DOCUMENT SEGMENT:
------------------------------------------------------------
Ali,
"not recommended to dedicate more than 8-10 GM to JVM heap space" by
whom? Do you have links/references establishing this? I couldn't find
anyone saying this or why.
Russ
On 10/13/2016 05:47 PM, Ali Nazemian wrote:
Hi,
I have another question regarding the hardware recommendation. As far
as I found out, Nifi uses on-heap memory currently, and it will not
try to load the whole object in memory. From the garbage collection
perspective, it is not recommended to dedicate more than 8-10 GB to
JVM heap space. In this case, may I say spending money on system
memory is useless? Probably 16 GB per each system is enough according
to this architecture. Unless some architecture changes appear in the
future to use off-heap memory as well. However, I found some articles
about best practices, and in terms of memory recommendation it does
not make sense. Would you please clarify this part for me?
Thank you very much.
Best regards,
Ali
On Thu, Oct 13, 2016 at 11:38 PM, Ali Nazemian <[email protected]
<mailto:[email protected]>> wrote:
Thank you very much.
I would be more than happy to provide some benchmark results after
the implementation.
Sincerely yours,
Ali
On Thu, Oct 13, 2016 at 11:32 PM, Joe Witt <[email protected]
<mailto:[email protected]>> wrote:
Ali,
I agree with your assumption. It would be great to test that
out and provide some numbers but intuitively I agree.
------------------------------------------------------------
Region annotation entries:
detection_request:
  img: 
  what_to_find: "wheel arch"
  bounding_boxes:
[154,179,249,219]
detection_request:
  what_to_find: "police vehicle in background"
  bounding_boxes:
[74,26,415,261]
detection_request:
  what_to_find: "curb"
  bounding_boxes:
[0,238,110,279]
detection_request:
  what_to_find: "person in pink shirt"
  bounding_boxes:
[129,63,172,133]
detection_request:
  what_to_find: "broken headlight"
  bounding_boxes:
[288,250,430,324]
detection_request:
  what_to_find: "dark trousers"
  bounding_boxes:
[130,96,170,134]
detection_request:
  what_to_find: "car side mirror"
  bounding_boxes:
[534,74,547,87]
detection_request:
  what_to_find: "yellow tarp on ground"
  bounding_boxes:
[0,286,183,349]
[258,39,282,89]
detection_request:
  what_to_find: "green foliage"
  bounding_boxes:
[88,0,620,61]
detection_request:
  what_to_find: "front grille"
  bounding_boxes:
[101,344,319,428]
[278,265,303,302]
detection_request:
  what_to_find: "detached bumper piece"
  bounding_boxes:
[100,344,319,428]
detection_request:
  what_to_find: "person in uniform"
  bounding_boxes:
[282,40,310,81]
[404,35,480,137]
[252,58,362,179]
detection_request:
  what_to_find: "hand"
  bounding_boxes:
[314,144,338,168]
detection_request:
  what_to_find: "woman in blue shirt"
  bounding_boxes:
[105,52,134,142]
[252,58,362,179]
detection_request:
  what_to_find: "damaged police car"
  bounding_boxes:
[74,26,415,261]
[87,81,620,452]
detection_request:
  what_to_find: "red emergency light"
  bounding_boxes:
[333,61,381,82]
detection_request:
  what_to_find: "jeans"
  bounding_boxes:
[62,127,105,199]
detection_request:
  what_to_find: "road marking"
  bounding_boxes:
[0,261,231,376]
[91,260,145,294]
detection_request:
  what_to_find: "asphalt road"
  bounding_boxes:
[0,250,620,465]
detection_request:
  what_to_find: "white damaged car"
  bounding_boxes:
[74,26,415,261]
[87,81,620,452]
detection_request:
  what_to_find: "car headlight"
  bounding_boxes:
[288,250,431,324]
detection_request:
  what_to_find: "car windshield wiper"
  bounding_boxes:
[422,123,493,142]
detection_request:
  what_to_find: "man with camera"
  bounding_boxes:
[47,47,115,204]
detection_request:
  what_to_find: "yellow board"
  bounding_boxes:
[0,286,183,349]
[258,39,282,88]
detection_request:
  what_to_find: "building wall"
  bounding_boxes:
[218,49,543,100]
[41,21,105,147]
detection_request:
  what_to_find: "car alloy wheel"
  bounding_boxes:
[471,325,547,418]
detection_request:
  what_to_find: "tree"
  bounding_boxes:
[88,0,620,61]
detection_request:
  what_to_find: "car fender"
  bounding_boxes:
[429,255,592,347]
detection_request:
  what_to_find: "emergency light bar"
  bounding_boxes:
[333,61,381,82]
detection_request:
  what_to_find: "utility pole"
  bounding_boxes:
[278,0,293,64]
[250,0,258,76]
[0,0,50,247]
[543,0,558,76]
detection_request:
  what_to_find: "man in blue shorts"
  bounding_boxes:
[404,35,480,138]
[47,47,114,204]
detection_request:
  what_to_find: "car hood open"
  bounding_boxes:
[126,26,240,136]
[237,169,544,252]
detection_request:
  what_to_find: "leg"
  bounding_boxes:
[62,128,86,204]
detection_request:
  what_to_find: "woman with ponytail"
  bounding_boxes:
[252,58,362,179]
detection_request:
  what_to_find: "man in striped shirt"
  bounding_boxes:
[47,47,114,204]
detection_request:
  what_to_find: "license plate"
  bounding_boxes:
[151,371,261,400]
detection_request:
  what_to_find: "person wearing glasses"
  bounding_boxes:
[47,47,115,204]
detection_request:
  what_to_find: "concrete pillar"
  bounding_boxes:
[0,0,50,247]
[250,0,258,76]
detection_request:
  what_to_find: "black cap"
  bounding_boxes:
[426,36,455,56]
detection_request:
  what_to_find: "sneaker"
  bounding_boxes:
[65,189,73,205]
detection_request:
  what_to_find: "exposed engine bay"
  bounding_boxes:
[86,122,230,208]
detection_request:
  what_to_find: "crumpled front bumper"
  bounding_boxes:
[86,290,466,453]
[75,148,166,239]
------------------------------------------------------------
WORK TO COMPLETE: Can you pick up the email thread about NiFi heap memory after its last shown sentence and write what follows?

THE REPLY:
I could envision certain scatter/gather data flows that could
challenge that sequential access assumption but honestly with
how awesome disk caching is in Linux these days in think
practically speaking this is the right way to think about it.
Thanks
Joe
On Thu, Oct 13, 2016 at 8:29 AM, Ali Nazemian
<[email protected] <mailto:[email protected]>> wrote:
Dear Joe,
Thank you very much. That was a really great explanation.
I investigated the Nifi architecture, and it seems that
most of the read/write operations for flow file repo and
provenance repo are random. However, for content repo most
of the read/write operations are sequential. Let's say
cost does not matter. In this case, even choosing SSD for
content repo can not provide huge performance gain instead
of HDD. Am I right? Hence, it would be better to spend
content repo SSD money on network infrastructure.
Best regards,
Ali
On Thu, Oct 13, 2016 at 10:22 PM, Joe Witt
<[email protected] <mailto:[email protected]>> wrote:
Ali,
You have a lot of nice resources to work with there.
I'd recommend the series of RAID-1 configuration
personally provided you keep in mind this means you
can only lose a single disk for any one partition. As
long as they're being monitored and would be quickly
replaced this in practice works well. If there could
be lapses in monitoring or time to replace then it is
perhaps safer to go with more redundancy or an
alternative RAID type.
I'd say do the OS, app installs w/user and audit db
stuff, application logs on one physical RAID volume.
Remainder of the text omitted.